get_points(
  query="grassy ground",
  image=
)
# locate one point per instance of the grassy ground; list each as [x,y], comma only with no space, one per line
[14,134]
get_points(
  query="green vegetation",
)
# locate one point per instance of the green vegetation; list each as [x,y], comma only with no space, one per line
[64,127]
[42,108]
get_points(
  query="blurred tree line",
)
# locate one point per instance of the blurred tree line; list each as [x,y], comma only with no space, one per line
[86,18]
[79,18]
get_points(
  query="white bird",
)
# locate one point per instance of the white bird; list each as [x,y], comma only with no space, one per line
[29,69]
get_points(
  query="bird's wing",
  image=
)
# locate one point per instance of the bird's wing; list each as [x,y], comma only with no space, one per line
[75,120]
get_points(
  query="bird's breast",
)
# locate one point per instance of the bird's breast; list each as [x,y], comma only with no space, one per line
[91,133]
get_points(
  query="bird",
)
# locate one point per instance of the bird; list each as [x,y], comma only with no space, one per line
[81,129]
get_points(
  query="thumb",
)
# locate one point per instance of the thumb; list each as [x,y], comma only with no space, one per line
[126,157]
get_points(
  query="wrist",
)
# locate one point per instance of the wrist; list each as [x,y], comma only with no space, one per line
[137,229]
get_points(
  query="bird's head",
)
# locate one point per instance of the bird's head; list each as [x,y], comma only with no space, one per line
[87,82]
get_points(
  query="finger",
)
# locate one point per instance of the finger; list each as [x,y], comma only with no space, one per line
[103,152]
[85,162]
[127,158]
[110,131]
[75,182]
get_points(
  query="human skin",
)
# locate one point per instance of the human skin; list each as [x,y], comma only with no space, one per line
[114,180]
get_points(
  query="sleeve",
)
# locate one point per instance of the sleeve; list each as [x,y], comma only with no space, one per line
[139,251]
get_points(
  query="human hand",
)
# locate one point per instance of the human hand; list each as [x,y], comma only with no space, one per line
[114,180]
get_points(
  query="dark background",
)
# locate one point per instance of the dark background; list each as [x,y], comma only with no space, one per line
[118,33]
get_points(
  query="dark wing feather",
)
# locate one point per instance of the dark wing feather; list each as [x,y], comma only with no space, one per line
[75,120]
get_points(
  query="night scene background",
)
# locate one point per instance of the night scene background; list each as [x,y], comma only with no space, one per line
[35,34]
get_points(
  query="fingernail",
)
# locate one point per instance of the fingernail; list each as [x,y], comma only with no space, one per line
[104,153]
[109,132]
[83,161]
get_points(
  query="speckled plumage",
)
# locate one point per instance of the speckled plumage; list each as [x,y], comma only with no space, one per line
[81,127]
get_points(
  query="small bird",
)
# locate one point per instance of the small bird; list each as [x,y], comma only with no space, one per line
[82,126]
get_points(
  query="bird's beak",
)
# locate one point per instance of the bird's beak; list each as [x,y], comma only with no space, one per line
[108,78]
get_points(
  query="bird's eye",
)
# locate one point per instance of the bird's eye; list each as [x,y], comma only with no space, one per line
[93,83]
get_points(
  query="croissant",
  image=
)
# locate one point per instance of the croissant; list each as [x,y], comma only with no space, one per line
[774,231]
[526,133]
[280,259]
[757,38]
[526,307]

○ ○ ○ ○ ○

Exercise objective: Write out every line exactly as it stands.

The output:
get_points(
  query="grassy ground",
  image=
)
# locate one point per instance of the grassy ground; list each as [x,y], comma only with no space, one per line
[14,134]
get_points(
  query="green vegetation",
)
# locate one point per instance of the green vegetation; list each as [x,y], comma only with no space, one per line
[64,127]
[42,108]
get_points(
  query="blurred tree line",
)
# locate one point per instance of the blurred tree line; list each as [x,y], comma only with no space, one per line
[86,18]
[79,18]
get_points(
  query="white bird",
)
# locate one point per instance of the white bird; list each as [x,y], comma only with no space, one per line
[29,69]
get_points(
  query="bird's wing",
  image=
)
# locate one point per instance of the bird's wing; list each as [x,y], comma only with no space, one per line
[75,120]
get_points(
  query="bird's breast",
)
# locate one point per instance of the bird's breast; list each as [x,y], comma only with no space, one per line
[91,133]
get_points(
  query="bird",
)
# locate one point per instance of the bird; list each as [x,y], comma only with no space, one per line
[81,129]
get_points(
  query="thumb",
)
# locate one point per instance of the thumb; list each as [x,y], comma only with no space, one per line
[126,157]
get_points(
  query="wrist",
)
# locate one point per instance of the wrist; list each as [x,y], comma only with no space, one per line
[137,229]
get_points(
  query="bird's head",
)
# locate one point per instance of the bird's head; list each as [x,y], comma only with no space, one per line
[87,82]
get_points(
  query="finger",
)
# locate one point per instance of the finger; list each as [x,y], comma only with no space, one per line
[103,152]
[85,162]
[127,158]
[110,131]
[75,182]
get_points(
  query="human skin",
)
# locate one point per instance of the human skin; list each as [x,y], comma only with no space, one per line
[114,180]
get_points(
  query="sleeve",
)
# locate one point per instance of the sleeve; list each as [x,y], comma only with no space, one per line
[139,251]
get_points(
  query="human hand",
)
# locate one point per instance of the human hand; list each as [x,y], comma only with no space, one per line
[114,180]
get_points(
  query="dark background",
)
# locate one point per instance of the dark background; list each as [x,y], comma only with no space, one per line
[118,33]
get_points(
  query="dark wing feather",
)
# locate one point per instance of the dark wing feather; list each as [x,y], comma only with no space, one per line
[75,120]
get_points(
  query="night scene background",
)
# locate one point per instance of the night scene background; list each as [x,y], comma only with no space, one per line
[35,34]
get_points(
  query="fingernail",
)
# locate one point per instance of the fingernail; list each as [x,y], comma only with no space, one per line
[104,153]
[109,132]
[83,161]
get_points(
  query="speckled plumage",
)
# locate one point per instance of the speckled plumage; list each as [x,y], comma only with no space, one per line
[81,127]
get_points(
  query="small bird",
)
# locate one point per instance of the small bird; list each as [x,y], comma only with no space, one per line
[82,126]
get_points(
  query="bird's beak",
)
# locate one point per instance of the bird's beak; list each as [x,y], comma only with no space, one per line
[108,78]
get_points(
  query="bird's eye",
)
# locate one point per instance of the bird's eye; list each as [x,y], comma only with no space, one per line
[93,83]
get_points(
  query="croissant",
  image=
)
# locate one point per instance of the croissant; list each as [x,y], comma only with no space, one per line
[774,231]
[526,133]
[280,259]
[757,38]
[526,307]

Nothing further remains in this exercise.